▶ **The records**

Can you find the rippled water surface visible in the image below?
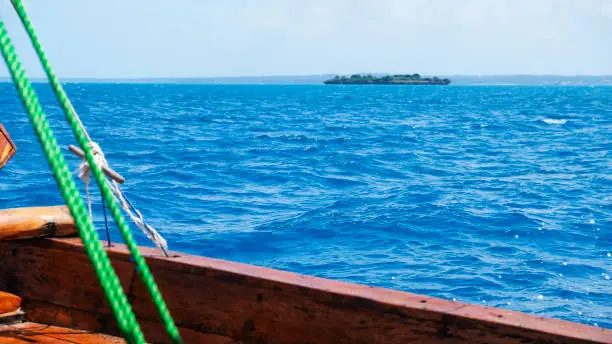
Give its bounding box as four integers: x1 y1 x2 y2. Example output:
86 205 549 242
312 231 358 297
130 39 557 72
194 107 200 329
0 84 612 327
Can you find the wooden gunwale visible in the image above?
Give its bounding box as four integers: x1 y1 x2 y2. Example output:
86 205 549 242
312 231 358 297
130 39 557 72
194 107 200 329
0 123 17 169
0 238 612 343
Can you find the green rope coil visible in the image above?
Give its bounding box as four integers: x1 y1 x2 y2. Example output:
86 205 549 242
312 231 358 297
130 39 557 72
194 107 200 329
13 0 182 343
0 20 145 343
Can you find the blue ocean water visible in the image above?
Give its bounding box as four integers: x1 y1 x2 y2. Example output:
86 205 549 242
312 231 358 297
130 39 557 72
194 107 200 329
0 84 612 328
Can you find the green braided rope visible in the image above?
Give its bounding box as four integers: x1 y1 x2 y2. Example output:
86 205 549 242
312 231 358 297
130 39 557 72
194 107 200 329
13 0 182 343
0 20 145 343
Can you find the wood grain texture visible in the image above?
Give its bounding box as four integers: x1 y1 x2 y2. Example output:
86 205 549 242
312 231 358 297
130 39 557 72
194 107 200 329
0 291 21 315
0 206 78 240
0 238 612 344
0 123 17 169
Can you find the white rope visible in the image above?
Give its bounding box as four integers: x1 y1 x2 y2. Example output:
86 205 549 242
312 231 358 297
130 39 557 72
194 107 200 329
78 141 168 255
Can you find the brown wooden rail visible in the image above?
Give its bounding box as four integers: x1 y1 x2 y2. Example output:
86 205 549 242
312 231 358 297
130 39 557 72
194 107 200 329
0 123 17 169
0 238 612 344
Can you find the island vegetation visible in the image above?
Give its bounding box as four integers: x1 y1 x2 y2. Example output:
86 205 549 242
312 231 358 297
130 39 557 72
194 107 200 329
323 74 450 85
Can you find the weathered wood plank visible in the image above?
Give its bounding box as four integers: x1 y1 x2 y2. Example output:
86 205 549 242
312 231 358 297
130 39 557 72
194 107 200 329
0 238 612 344
0 123 17 169
0 206 78 240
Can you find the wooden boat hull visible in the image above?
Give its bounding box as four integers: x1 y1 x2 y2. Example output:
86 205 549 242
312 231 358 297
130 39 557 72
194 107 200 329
0 123 17 169
0 206 78 240
0 238 612 344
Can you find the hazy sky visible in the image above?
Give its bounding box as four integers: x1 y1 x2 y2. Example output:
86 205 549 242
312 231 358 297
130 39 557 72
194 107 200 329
0 0 612 78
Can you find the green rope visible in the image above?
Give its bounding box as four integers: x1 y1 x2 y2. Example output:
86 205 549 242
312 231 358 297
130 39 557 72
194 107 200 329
8 0 182 343
0 20 145 343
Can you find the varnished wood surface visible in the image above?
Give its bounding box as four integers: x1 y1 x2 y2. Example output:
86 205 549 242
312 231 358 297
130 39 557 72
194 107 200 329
0 291 21 315
0 238 612 344
0 206 78 240
0 322 125 344
0 123 17 169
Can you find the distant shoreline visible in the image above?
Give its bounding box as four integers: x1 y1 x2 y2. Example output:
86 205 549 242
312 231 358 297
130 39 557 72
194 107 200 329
0 74 612 86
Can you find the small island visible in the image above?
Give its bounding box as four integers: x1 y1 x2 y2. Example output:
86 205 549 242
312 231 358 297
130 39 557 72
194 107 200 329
323 74 450 85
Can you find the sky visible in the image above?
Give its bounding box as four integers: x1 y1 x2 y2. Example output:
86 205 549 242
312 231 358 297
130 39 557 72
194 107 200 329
0 0 612 78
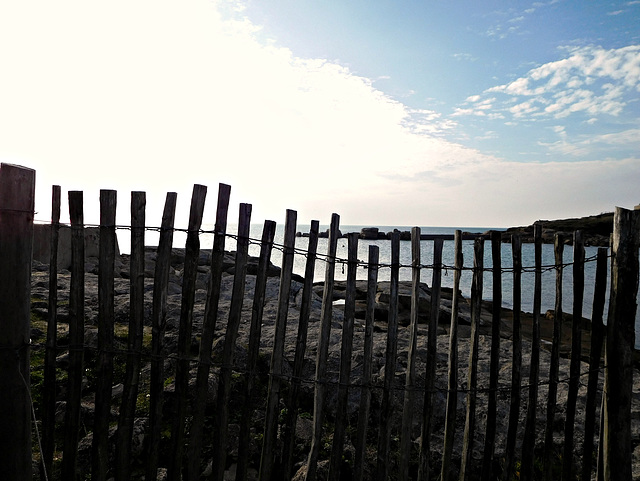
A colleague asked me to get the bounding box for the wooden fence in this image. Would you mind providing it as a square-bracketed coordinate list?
[0, 164, 640, 481]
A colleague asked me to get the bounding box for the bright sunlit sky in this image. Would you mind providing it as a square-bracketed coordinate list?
[0, 0, 640, 227]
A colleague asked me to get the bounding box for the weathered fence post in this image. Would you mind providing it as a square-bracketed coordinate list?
[581, 247, 607, 481]
[459, 237, 484, 481]
[375, 230, 400, 481]
[210, 204, 251, 481]
[603, 207, 640, 481]
[562, 230, 584, 480]
[305, 214, 340, 481]
[440, 230, 464, 481]
[327, 232, 359, 481]
[185, 184, 231, 481]
[42, 185, 61, 478]
[482, 231, 502, 479]
[260, 210, 298, 480]
[520, 224, 542, 481]
[282, 220, 320, 481]
[418, 239, 443, 481]
[167, 184, 207, 481]
[353, 245, 380, 481]
[236, 220, 274, 481]
[503, 235, 522, 481]
[543, 234, 564, 480]
[92, 190, 117, 481]
[115, 192, 147, 481]
[62, 191, 84, 481]
[145, 192, 177, 481]
[0, 164, 36, 479]
[398, 227, 420, 480]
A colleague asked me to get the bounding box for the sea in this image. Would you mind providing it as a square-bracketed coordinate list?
[138, 224, 640, 349]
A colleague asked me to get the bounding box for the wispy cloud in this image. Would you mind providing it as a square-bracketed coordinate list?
[455, 45, 640, 120]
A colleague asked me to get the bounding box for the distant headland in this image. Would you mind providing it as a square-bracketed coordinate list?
[297, 210, 624, 247]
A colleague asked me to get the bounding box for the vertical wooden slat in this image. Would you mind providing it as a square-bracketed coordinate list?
[0, 164, 35, 480]
[398, 227, 420, 480]
[282, 220, 320, 481]
[376, 230, 400, 481]
[61, 191, 84, 481]
[418, 239, 443, 481]
[581, 247, 607, 481]
[167, 184, 207, 481]
[503, 235, 522, 481]
[482, 231, 502, 479]
[327, 232, 359, 481]
[543, 234, 564, 480]
[520, 224, 542, 481]
[562, 230, 584, 480]
[146, 192, 177, 481]
[115, 192, 147, 481]
[41, 185, 61, 478]
[459, 237, 484, 481]
[236, 220, 276, 481]
[211, 204, 251, 481]
[91, 190, 117, 481]
[185, 184, 231, 481]
[603, 207, 640, 481]
[305, 214, 340, 481]
[353, 245, 380, 481]
[260, 209, 297, 479]
[440, 230, 464, 480]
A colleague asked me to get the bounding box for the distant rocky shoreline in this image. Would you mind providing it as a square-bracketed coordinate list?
[297, 212, 613, 247]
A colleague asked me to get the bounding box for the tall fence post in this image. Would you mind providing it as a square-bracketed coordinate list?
[0, 164, 36, 479]
[603, 207, 640, 481]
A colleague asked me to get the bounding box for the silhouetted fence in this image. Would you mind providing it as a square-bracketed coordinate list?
[0, 164, 639, 481]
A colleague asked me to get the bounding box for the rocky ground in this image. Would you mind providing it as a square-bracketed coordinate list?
[32, 244, 640, 479]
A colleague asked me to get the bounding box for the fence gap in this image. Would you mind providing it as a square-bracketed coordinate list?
[581, 247, 607, 481]
[459, 237, 484, 481]
[185, 184, 231, 481]
[0, 164, 36, 479]
[327, 232, 359, 481]
[211, 204, 251, 481]
[40, 185, 61, 479]
[520, 224, 542, 481]
[440, 230, 464, 480]
[236, 220, 276, 481]
[146, 192, 177, 481]
[260, 209, 297, 479]
[376, 230, 400, 481]
[482, 231, 502, 479]
[418, 238, 443, 481]
[91, 190, 117, 481]
[353, 245, 380, 481]
[305, 214, 340, 481]
[115, 192, 147, 481]
[562, 230, 584, 480]
[167, 184, 207, 481]
[398, 227, 420, 480]
[603, 207, 640, 481]
[61, 191, 84, 481]
[503, 235, 522, 481]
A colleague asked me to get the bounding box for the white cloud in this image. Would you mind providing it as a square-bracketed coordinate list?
[0, 0, 639, 227]
[458, 45, 640, 119]
[540, 126, 640, 157]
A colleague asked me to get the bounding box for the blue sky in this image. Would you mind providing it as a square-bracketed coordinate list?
[0, 0, 640, 227]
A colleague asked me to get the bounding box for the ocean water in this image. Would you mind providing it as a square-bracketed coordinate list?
[152, 224, 640, 348]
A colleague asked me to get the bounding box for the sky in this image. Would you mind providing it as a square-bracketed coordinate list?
[0, 0, 640, 227]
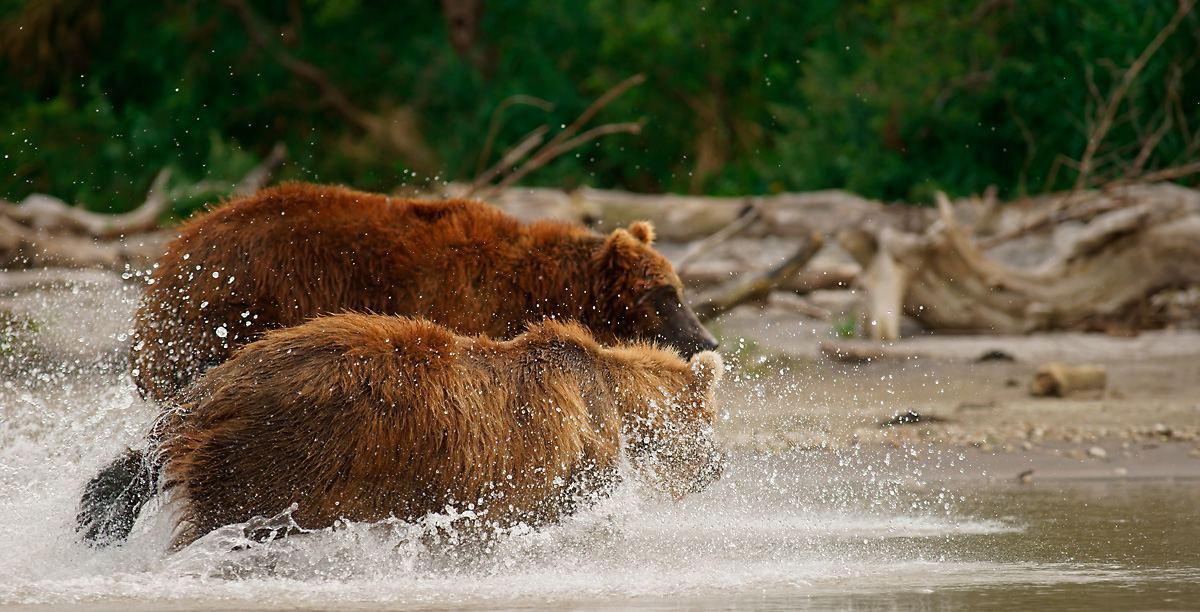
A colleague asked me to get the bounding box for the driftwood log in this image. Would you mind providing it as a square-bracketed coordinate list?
[839, 184, 1200, 340]
[0, 143, 287, 270]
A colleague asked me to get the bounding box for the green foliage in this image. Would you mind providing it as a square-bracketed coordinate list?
[0, 0, 1200, 214]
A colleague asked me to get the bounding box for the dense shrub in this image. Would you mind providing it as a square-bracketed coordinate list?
[0, 0, 1200, 212]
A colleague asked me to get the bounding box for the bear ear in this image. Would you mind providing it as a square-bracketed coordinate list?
[601, 228, 640, 257]
[688, 350, 725, 386]
[629, 221, 654, 245]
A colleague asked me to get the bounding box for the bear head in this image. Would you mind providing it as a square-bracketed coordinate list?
[590, 222, 718, 358]
[618, 347, 725, 499]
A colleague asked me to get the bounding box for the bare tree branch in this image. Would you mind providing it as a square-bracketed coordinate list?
[1074, 0, 1195, 191]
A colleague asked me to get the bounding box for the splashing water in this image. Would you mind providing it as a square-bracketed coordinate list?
[0, 272, 1200, 610]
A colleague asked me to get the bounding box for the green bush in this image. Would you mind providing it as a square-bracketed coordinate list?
[0, 0, 1200, 214]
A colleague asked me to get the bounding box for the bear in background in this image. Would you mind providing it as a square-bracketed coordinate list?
[84, 184, 716, 545]
[150, 314, 722, 547]
[132, 184, 716, 402]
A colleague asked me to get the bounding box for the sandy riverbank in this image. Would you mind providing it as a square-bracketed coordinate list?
[0, 270, 1200, 478]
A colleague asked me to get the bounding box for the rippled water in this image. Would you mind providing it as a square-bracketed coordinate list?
[0, 274, 1200, 610]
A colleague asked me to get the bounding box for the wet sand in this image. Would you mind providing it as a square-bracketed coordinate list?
[0, 270, 1200, 481]
[715, 301, 1200, 482]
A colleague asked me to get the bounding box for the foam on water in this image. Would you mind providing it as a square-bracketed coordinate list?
[0, 372, 1016, 608]
[7, 274, 1161, 610]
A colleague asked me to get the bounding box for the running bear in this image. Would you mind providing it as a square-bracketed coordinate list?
[132, 184, 716, 402]
[149, 314, 724, 547]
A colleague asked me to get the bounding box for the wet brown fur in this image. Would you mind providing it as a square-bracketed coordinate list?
[132, 184, 716, 401]
[151, 314, 721, 546]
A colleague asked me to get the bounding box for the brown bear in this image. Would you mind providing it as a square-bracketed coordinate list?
[142, 314, 722, 546]
[77, 184, 716, 545]
[132, 184, 716, 401]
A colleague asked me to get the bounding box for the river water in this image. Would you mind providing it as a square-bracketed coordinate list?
[0, 273, 1200, 611]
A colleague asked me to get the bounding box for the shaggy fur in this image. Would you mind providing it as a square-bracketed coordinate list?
[132, 184, 716, 401]
[151, 314, 721, 546]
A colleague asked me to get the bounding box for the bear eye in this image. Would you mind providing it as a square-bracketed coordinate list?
[637, 284, 683, 314]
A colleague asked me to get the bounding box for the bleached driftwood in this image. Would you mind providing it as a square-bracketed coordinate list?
[840, 184, 1200, 340]
[692, 230, 824, 320]
[0, 143, 287, 269]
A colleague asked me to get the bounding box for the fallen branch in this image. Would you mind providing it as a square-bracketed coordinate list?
[674, 203, 762, 276]
[467, 74, 646, 198]
[694, 232, 824, 320]
[1073, 0, 1195, 191]
[0, 168, 170, 238]
[859, 185, 1200, 340]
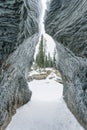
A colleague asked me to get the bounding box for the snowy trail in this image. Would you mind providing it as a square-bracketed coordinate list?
[6, 79, 83, 130]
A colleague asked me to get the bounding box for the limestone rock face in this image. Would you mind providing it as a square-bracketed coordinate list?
[0, 0, 40, 130]
[45, 0, 87, 130]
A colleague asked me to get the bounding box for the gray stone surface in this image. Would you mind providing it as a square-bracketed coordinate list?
[0, 0, 40, 130]
[45, 0, 87, 130]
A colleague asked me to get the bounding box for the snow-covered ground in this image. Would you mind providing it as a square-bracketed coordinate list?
[6, 78, 83, 130]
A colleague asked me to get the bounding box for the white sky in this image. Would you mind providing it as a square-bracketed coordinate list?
[34, 0, 56, 59]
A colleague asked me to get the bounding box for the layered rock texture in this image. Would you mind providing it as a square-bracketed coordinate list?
[45, 0, 87, 130]
[0, 0, 40, 130]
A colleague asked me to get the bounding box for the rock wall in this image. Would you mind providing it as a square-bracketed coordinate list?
[45, 0, 87, 130]
[0, 0, 40, 130]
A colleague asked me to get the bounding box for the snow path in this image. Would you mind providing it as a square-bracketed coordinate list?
[6, 79, 83, 130]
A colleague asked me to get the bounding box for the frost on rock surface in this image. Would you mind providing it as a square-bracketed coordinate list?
[45, 0, 87, 130]
[0, 0, 40, 130]
[6, 78, 83, 130]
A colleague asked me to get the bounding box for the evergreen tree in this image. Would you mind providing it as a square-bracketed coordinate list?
[53, 49, 56, 68]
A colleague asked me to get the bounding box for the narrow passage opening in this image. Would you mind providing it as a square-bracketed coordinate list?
[6, 0, 83, 130]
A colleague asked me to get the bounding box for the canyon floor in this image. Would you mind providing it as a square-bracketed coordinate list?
[6, 72, 84, 130]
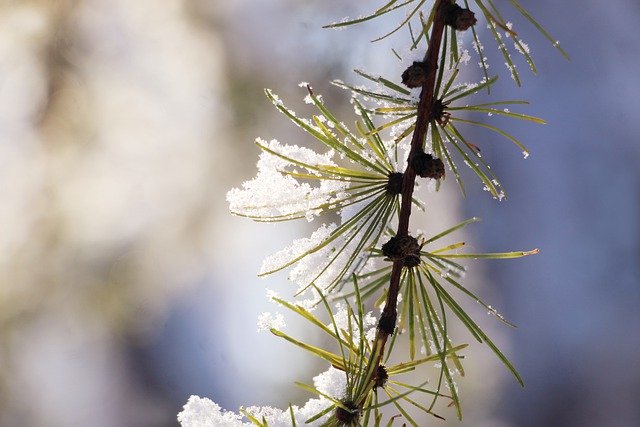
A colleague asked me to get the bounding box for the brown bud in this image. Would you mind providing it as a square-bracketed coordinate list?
[335, 400, 360, 425]
[386, 172, 403, 196]
[402, 61, 427, 88]
[411, 152, 444, 179]
[444, 3, 478, 31]
[429, 99, 449, 122]
[378, 311, 397, 335]
[375, 365, 389, 387]
[382, 236, 422, 267]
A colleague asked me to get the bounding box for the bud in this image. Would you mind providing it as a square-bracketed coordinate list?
[386, 172, 403, 196]
[411, 152, 444, 179]
[375, 365, 389, 388]
[402, 61, 427, 88]
[335, 400, 360, 425]
[382, 236, 422, 267]
[443, 3, 478, 31]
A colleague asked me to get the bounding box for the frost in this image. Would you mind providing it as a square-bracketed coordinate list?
[258, 312, 285, 332]
[259, 223, 337, 275]
[227, 139, 349, 220]
[313, 366, 347, 399]
[178, 396, 245, 427]
[178, 396, 331, 427]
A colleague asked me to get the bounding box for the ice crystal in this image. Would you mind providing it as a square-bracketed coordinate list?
[227, 139, 348, 220]
[258, 312, 285, 332]
[178, 396, 331, 427]
[259, 223, 337, 275]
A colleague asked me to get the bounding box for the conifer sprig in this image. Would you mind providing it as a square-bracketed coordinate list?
[190, 0, 566, 427]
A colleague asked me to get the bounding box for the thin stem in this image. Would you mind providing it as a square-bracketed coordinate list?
[359, 0, 449, 405]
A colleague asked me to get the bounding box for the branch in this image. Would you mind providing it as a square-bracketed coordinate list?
[359, 0, 448, 406]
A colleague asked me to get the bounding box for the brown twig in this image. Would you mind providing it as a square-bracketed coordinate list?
[361, 0, 448, 406]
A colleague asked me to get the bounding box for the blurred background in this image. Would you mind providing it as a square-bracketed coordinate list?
[0, 0, 640, 427]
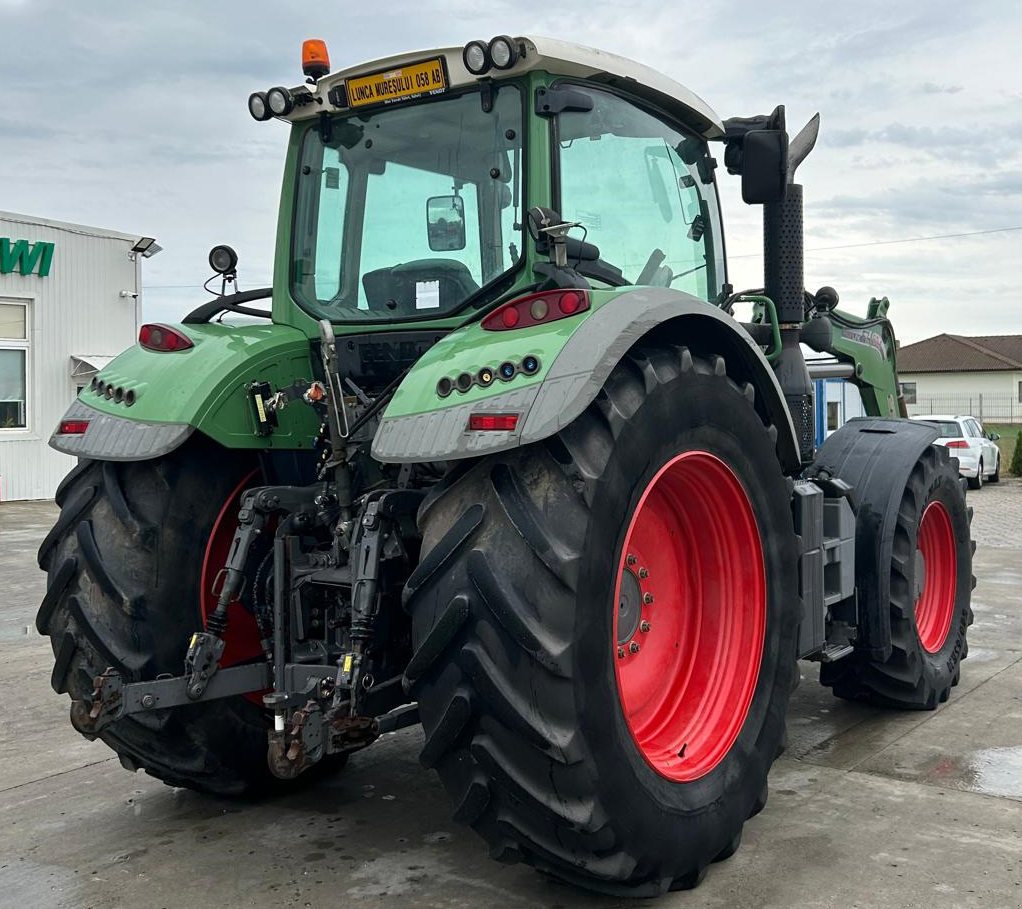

▶ **What is required**
Repeat, word for word, everything in the items above from the line containing "for the foam" down to the line containing "[7, 274, 1161, 610]", including both of those lines.

▶ **Answer in full**
A colleague asked me to get the bounding box for the foam on water in this image. Would you mind providing it as a square-bracketed coordinate list?
[0, 372, 1016, 608]
[7, 274, 1161, 610]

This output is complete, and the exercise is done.